From the entries below, print exactly the span beginning with the line holding "Body asks for one point per instance of the wheel" and ending with the line holding "Body asks for one point per instance of the drooping", endpoints included, and skip any pictures.

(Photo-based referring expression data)
..............................
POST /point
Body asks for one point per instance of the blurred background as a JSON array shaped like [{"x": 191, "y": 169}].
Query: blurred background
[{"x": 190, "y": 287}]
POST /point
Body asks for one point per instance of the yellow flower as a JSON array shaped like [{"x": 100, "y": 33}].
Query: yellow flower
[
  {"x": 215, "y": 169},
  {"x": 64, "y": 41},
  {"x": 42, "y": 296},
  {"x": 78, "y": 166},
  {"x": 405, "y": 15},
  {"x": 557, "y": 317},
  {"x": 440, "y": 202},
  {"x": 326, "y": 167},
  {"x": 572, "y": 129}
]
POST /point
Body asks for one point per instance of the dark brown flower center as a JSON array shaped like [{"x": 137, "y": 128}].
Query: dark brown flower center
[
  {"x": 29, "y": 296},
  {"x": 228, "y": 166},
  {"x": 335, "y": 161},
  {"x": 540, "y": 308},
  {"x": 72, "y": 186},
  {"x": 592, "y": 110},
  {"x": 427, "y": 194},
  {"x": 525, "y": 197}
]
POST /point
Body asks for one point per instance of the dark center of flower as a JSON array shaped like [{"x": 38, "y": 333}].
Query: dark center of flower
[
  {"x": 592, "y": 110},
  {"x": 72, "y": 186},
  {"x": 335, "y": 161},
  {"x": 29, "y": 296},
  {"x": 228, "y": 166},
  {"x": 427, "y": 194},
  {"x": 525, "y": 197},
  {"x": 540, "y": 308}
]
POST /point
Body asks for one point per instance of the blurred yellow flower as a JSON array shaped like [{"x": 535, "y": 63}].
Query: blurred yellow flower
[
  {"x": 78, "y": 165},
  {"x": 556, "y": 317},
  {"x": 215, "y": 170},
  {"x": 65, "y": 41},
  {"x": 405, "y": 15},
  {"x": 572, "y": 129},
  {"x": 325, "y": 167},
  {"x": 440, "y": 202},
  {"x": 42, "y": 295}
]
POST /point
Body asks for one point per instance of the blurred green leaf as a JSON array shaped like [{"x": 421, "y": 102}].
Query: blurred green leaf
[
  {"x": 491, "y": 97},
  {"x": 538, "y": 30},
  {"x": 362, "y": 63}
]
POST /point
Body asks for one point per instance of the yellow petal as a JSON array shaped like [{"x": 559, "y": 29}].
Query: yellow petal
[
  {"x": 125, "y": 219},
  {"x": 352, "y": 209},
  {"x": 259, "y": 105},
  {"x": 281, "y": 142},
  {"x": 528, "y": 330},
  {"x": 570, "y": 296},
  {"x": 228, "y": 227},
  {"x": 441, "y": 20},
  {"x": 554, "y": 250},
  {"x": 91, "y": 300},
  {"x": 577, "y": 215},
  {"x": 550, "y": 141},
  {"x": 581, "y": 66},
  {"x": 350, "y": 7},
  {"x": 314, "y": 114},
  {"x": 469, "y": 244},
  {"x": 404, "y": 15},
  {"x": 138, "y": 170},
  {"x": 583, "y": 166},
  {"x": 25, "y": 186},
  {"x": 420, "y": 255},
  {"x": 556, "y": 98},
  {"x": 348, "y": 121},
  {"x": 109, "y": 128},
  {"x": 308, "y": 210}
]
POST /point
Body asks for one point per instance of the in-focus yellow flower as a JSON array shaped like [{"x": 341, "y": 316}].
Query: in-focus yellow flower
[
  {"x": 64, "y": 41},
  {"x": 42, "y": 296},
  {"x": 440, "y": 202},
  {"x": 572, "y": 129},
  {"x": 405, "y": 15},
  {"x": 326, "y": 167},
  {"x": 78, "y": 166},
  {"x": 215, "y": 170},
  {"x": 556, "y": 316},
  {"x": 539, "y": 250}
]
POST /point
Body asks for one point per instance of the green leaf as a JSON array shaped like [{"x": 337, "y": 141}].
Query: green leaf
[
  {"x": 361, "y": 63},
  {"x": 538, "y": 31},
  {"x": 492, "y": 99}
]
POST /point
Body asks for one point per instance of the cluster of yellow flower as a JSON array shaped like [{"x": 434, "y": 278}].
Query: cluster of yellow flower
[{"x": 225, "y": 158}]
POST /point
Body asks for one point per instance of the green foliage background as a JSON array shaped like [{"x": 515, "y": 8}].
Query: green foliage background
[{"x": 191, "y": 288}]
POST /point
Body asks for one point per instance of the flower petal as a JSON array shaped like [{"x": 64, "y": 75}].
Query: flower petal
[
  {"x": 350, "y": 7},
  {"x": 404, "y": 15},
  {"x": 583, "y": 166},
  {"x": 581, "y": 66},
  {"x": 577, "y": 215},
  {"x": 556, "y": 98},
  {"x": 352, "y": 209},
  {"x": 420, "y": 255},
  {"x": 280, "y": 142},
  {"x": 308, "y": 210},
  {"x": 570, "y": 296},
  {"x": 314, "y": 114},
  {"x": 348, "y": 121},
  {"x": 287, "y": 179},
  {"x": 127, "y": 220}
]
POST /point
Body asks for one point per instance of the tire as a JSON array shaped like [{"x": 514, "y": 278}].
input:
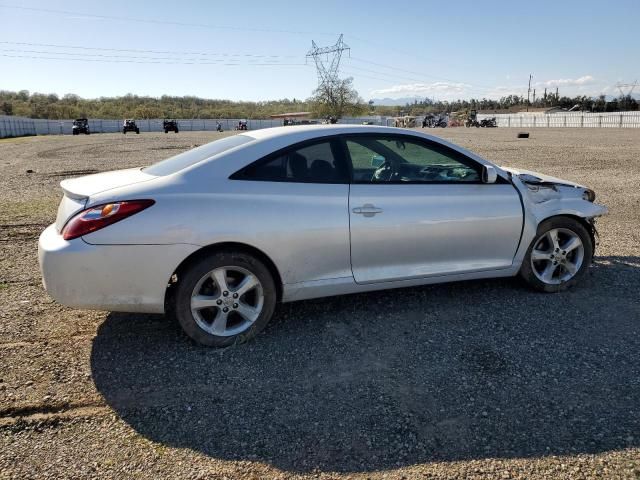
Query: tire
[
  {"x": 235, "y": 267},
  {"x": 577, "y": 258}
]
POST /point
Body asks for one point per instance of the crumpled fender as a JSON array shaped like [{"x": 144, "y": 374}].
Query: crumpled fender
[{"x": 549, "y": 200}]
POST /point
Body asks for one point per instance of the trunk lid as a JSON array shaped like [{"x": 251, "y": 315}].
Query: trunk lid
[{"x": 78, "y": 190}]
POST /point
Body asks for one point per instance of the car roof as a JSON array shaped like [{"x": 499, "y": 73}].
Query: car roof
[{"x": 320, "y": 130}]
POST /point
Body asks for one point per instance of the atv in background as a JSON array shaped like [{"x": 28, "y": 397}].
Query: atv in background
[
  {"x": 80, "y": 125},
  {"x": 130, "y": 126},
  {"x": 488, "y": 122},
  {"x": 170, "y": 125}
]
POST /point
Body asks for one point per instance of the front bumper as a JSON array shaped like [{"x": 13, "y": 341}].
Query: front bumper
[{"x": 125, "y": 278}]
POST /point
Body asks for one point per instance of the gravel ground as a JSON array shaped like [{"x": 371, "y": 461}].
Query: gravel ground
[{"x": 467, "y": 380}]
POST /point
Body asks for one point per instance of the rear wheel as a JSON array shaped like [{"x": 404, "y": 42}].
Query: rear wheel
[
  {"x": 225, "y": 298},
  {"x": 559, "y": 256}
]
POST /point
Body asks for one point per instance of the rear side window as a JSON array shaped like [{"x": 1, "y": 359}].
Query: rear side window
[
  {"x": 193, "y": 156},
  {"x": 311, "y": 163}
]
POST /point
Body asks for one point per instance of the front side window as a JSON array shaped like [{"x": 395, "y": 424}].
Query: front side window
[
  {"x": 314, "y": 163},
  {"x": 402, "y": 159}
]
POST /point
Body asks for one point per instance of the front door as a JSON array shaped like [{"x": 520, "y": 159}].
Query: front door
[{"x": 419, "y": 209}]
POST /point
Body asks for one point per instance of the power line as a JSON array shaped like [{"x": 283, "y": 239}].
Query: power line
[
  {"x": 160, "y": 22},
  {"x": 74, "y": 54},
  {"x": 162, "y": 52},
  {"x": 436, "y": 77}
]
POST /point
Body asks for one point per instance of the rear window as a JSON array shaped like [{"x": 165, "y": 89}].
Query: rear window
[{"x": 195, "y": 155}]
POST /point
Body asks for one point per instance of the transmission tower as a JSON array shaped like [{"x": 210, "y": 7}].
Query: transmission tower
[
  {"x": 626, "y": 89},
  {"x": 327, "y": 61}
]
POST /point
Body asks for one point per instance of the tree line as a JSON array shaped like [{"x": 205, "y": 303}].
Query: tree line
[{"x": 339, "y": 100}]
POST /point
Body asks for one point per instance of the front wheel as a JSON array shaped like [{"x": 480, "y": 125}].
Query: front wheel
[
  {"x": 225, "y": 298},
  {"x": 559, "y": 256}
]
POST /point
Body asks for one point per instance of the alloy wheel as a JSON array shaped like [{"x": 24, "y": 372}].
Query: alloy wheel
[
  {"x": 557, "y": 256},
  {"x": 227, "y": 301}
]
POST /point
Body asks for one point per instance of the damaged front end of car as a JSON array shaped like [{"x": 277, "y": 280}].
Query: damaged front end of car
[{"x": 545, "y": 197}]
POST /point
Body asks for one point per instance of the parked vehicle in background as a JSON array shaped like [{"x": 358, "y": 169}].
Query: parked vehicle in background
[
  {"x": 217, "y": 235},
  {"x": 407, "y": 121},
  {"x": 130, "y": 126},
  {"x": 472, "y": 120},
  {"x": 80, "y": 125},
  {"x": 170, "y": 125},
  {"x": 434, "y": 121},
  {"x": 488, "y": 122}
]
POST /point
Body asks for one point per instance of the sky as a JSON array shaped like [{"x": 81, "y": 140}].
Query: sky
[{"x": 256, "y": 50}]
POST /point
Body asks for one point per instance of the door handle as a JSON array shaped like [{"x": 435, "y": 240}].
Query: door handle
[{"x": 367, "y": 210}]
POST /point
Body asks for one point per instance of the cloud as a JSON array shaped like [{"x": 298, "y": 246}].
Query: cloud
[
  {"x": 441, "y": 89},
  {"x": 586, "y": 84}
]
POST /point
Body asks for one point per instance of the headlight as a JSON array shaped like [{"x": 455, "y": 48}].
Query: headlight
[{"x": 589, "y": 195}]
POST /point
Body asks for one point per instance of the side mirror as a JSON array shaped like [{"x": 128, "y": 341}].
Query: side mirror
[
  {"x": 489, "y": 174},
  {"x": 377, "y": 161}
]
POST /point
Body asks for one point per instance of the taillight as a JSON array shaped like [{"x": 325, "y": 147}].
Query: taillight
[{"x": 99, "y": 216}]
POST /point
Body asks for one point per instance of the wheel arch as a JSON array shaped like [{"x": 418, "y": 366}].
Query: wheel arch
[
  {"x": 214, "y": 248},
  {"x": 587, "y": 223}
]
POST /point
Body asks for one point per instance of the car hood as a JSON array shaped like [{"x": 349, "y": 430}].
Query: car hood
[
  {"x": 83, "y": 187},
  {"x": 535, "y": 178}
]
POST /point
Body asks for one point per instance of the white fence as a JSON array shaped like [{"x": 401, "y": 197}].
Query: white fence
[
  {"x": 11, "y": 126},
  {"x": 568, "y": 120}
]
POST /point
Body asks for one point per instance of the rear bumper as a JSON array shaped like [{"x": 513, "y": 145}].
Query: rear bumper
[{"x": 125, "y": 278}]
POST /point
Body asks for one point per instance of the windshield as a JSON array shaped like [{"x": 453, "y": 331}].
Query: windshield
[{"x": 193, "y": 156}]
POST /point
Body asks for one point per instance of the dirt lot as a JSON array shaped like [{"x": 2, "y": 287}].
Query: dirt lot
[{"x": 469, "y": 380}]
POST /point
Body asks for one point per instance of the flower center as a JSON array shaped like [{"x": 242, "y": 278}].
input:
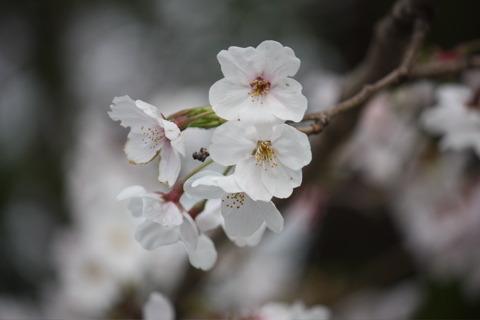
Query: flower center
[
  {"x": 259, "y": 86},
  {"x": 265, "y": 155},
  {"x": 154, "y": 135},
  {"x": 234, "y": 200}
]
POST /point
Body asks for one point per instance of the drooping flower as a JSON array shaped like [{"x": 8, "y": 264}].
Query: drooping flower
[
  {"x": 258, "y": 84},
  {"x": 150, "y": 135},
  {"x": 166, "y": 223},
  {"x": 268, "y": 158},
  {"x": 456, "y": 117},
  {"x": 243, "y": 216}
]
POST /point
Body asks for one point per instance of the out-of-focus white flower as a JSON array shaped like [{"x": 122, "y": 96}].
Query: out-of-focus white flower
[
  {"x": 243, "y": 216},
  {"x": 456, "y": 117},
  {"x": 284, "y": 311},
  {"x": 268, "y": 158},
  {"x": 258, "y": 84},
  {"x": 150, "y": 135},
  {"x": 165, "y": 223},
  {"x": 158, "y": 307}
]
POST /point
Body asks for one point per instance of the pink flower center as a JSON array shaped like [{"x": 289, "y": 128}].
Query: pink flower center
..............................
* ANSWER TO THE PROBLEM:
Body asks for one point per instance of the wheel arch as a JSON array shaped like [{"x": 418, "y": 366}].
Query: wheel arch
[
  {"x": 214, "y": 248},
  {"x": 587, "y": 223}
]
POST /point
Body asks for one point per instance of the car hood as a JSON array shaped like [{"x": 349, "y": 430}].
Query: car hood
[
  {"x": 83, "y": 187},
  {"x": 535, "y": 178}
]
POST /point
Body asks for one point per instance of the white fence as a JSON array shaped like [{"x": 401, "y": 197}].
Query: white fence
[
  {"x": 11, "y": 126},
  {"x": 568, "y": 120}
]
POST /point
Body asks for one point per instance of the rear bumper as a JSON array shaped like [{"x": 513, "y": 145}].
Query: rear bumper
[{"x": 125, "y": 278}]
POST /point
Body asks for one point per instance of the windshield as a JSON array shaped like [{"x": 453, "y": 331}].
Query: windshield
[{"x": 193, "y": 156}]
POST /point
Body asks for one point per instance of the dirt lot as a JSON array shaped like [{"x": 2, "y": 287}].
Query: dirt lot
[{"x": 469, "y": 380}]
POST /point
Body asks for one point per instance of the flower center as a JSON array shaped like [{"x": 242, "y": 278}].
input:
Query: flower center
[
  {"x": 259, "y": 86},
  {"x": 265, "y": 155},
  {"x": 154, "y": 135},
  {"x": 234, "y": 200}
]
POST /point
Body asks for one point per instance of the drooping flower as a JSON array shaped like [{"x": 8, "y": 264}].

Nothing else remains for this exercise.